◆ **INSTRUCTION**: Count how many of the lines below contain the string "petal", with case mattering, and reply with the number alone.

--- start RECORDS PROVIDED ---

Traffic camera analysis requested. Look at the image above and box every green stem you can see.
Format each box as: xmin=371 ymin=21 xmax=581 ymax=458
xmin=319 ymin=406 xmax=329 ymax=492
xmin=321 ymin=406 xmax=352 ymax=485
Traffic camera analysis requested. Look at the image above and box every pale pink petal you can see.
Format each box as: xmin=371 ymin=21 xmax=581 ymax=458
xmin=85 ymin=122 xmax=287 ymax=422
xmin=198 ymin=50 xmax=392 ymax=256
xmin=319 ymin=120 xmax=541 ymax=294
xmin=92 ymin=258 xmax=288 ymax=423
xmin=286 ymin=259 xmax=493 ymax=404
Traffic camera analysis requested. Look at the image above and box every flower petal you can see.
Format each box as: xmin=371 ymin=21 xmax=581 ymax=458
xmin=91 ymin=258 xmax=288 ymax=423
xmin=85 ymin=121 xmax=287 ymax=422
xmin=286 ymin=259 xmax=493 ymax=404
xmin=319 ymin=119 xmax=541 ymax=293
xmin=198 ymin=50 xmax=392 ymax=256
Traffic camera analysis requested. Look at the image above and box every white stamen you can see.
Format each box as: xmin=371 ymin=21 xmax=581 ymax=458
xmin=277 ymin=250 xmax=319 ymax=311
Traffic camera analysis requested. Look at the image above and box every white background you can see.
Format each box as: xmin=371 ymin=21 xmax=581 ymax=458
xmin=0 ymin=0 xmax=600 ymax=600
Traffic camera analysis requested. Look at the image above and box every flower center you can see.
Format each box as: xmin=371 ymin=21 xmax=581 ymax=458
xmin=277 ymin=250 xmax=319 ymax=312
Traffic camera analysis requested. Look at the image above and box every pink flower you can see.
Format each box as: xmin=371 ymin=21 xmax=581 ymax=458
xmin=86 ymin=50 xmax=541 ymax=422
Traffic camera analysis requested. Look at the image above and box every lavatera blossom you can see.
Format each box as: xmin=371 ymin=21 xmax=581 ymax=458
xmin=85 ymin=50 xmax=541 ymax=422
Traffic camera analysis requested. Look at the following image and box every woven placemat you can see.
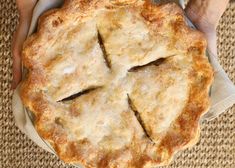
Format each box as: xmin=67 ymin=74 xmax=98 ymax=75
xmin=0 ymin=0 xmax=235 ymax=168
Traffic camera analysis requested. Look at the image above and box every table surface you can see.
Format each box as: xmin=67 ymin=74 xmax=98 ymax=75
xmin=0 ymin=0 xmax=235 ymax=168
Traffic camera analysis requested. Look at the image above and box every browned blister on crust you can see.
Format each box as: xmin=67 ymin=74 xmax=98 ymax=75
xmin=21 ymin=0 xmax=213 ymax=168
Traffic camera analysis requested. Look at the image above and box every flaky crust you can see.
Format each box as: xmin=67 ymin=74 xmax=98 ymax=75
xmin=21 ymin=0 xmax=213 ymax=168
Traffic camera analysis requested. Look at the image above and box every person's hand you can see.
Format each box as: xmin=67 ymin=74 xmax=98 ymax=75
xmin=11 ymin=0 xmax=37 ymax=89
xmin=186 ymin=0 xmax=229 ymax=56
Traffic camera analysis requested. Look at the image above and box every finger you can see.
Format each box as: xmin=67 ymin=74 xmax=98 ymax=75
xmin=11 ymin=0 xmax=36 ymax=89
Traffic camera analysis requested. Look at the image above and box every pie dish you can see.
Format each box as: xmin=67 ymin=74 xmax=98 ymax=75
xmin=21 ymin=0 xmax=213 ymax=168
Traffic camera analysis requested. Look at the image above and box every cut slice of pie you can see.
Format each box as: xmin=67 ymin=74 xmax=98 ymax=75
xmin=21 ymin=0 xmax=213 ymax=168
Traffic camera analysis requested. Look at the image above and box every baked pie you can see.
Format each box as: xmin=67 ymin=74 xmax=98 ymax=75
xmin=21 ymin=0 xmax=213 ymax=168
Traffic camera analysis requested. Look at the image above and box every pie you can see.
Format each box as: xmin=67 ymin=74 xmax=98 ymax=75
xmin=21 ymin=0 xmax=213 ymax=168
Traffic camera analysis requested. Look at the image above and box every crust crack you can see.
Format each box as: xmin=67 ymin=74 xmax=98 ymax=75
xmin=97 ymin=30 xmax=111 ymax=69
xmin=127 ymin=94 xmax=153 ymax=142
xmin=58 ymin=86 xmax=101 ymax=102
xmin=128 ymin=58 xmax=166 ymax=72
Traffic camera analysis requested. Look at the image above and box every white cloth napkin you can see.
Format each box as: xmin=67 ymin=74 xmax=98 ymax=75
xmin=12 ymin=0 xmax=235 ymax=154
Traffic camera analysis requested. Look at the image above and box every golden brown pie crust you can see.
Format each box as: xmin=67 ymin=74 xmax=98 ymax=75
xmin=21 ymin=0 xmax=213 ymax=168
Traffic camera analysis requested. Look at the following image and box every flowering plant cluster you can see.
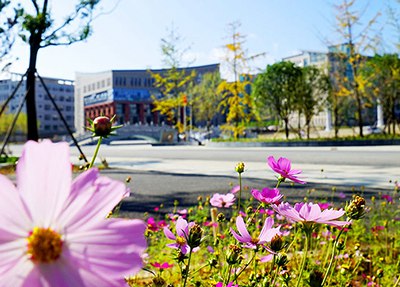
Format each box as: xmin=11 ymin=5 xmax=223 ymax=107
xmin=136 ymin=157 xmax=400 ymax=287
xmin=0 ymin=118 xmax=400 ymax=287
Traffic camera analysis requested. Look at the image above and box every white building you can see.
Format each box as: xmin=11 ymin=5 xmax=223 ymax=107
xmin=0 ymin=74 xmax=75 ymax=138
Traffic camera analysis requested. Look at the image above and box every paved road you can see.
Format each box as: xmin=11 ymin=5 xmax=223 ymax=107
xmin=4 ymin=145 xmax=400 ymax=217
xmin=7 ymin=145 xmax=400 ymax=188
xmin=72 ymin=145 xmax=400 ymax=188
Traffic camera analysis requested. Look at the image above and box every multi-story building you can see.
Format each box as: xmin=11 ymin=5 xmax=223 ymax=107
xmin=282 ymin=51 xmax=328 ymax=67
xmin=0 ymin=74 xmax=75 ymax=138
xmin=282 ymin=51 xmax=332 ymax=131
xmin=75 ymin=64 xmax=219 ymax=134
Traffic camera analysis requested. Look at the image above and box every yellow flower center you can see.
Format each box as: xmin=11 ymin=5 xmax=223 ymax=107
xmin=176 ymin=236 xmax=186 ymax=245
xmin=250 ymin=238 xmax=260 ymax=244
xmin=26 ymin=227 xmax=63 ymax=263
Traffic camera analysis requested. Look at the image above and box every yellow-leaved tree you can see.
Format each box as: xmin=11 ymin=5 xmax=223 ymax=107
xmin=149 ymin=28 xmax=196 ymax=133
xmin=217 ymin=22 xmax=262 ymax=139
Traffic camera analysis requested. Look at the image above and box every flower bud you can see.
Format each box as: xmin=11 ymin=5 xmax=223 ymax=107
xmin=187 ymin=223 xmax=203 ymax=248
xmin=346 ymin=195 xmax=365 ymax=220
xmin=153 ymin=276 xmax=166 ymax=287
xmin=226 ymin=245 xmax=242 ymax=265
xmin=336 ymin=239 xmax=345 ymax=251
xmin=93 ymin=116 xmax=112 ymax=137
xmin=235 ymin=162 xmax=244 ymax=173
xmin=310 ymin=270 xmax=324 ymax=287
xmin=276 ymin=253 xmax=289 ymax=267
xmin=217 ymin=212 xmax=226 ymax=222
xmin=376 ymin=269 xmax=383 ymax=278
xmin=270 ymin=234 xmax=285 ymax=252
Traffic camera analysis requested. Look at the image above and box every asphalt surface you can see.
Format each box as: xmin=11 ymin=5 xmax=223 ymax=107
xmin=101 ymin=169 xmax=390 ymax=218
xmin=5 ymin=145 xmax=400 ymax=218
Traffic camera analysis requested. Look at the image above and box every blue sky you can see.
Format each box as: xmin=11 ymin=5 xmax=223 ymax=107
xmin=5 ymin=0 xmax=400 ymax=79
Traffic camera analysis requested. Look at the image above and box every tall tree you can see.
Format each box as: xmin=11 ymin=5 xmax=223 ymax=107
xmin=188 ymin=72 xmax=221 ymax=135
xmin=149 ymin=28 xmax=196 ymax=133
xmin=253 ymin=62 xmax=302 ymax=139
xmin=333 ymin=0 xmax=380 ymax=137
xmin=218 ymin=22 xmax=263 ymax=139
xmin=295 ymin=66 xmax=328 ymax=139
xmin=1 ymin=0 xmax=100 ymax=141
xmin=361 ymin=54 xmax=400 ymax=134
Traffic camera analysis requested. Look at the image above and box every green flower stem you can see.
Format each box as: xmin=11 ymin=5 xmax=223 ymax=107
xmin=192 ymin=263 xmax=210 ymax=275
xmin=275 ymin=176 xmax=285 ymax=188
xmin=238 ymin=173 xmax=242 ymax=214
xmin=225 ymin=264 xmax=232 ymax=284
xmin=89 ymin=137 xmax=103 ymax=168
xmin=270 ymin=254 xmax=279 ymax=286
xmin=228 ymin=249 xmax=257 ymax=282
xmin=183 ymin=248 xmax=192 ymax=287
xmin=296 ymin=227 xmax=310 ymax=287
xmin=321 ymin=227 xmax=344 ymax=287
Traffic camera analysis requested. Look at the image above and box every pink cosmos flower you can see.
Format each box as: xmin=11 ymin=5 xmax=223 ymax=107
xmin=268 ymin=156 xmax=306 ymax=184
xmin=231 ymin=185 xmax=240 ymax=194
xmin=215 ymin=282 xmax=239 ymax=287
xmin=251 ymin=187 xmax=283 ymax=204
xmin=382 ymin=194 xmax=393 ymax=203
xmin=210 ymin=193 xmax=236 ymax=208
xmin=0 ymin=141 xmax=147 ymax=287
xmin=147 ymin=217 xmax=167 ymax=232
xmin=150 ymin=262 xmax=174 ymax=270
xmin=164 ymin=216 xmax=194 ymax=254
xmin=272 ymin=202 xmax=351 ymax=226
xmin=230 ymin=216 xmax=280 ymax=249
xmin=230 ymin=185 xmax=249 ymax=194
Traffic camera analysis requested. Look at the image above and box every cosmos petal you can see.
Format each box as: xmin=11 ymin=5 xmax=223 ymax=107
xmin=17 ymin=140 xmax=71 ymax=227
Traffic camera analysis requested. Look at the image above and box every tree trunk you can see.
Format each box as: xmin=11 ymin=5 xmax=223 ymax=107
xmin=297 ymin=111 xmax=302 ymax=139
xmin=355 ymin=91 xmax=364 ymax=137
xmin=26 ymin=38 xmax=40 ymax=141
xmin=306 ymin=119 xmax=311 ymax=140
xmin=333 ymin=96 xmax=339 ymax=139
xmin=283 ymin=118 xmax=289 ymax=140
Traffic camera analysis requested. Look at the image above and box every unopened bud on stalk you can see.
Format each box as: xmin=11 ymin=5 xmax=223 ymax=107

--- end RECORDS PROVIDED ---

◆ **REPLY**: 3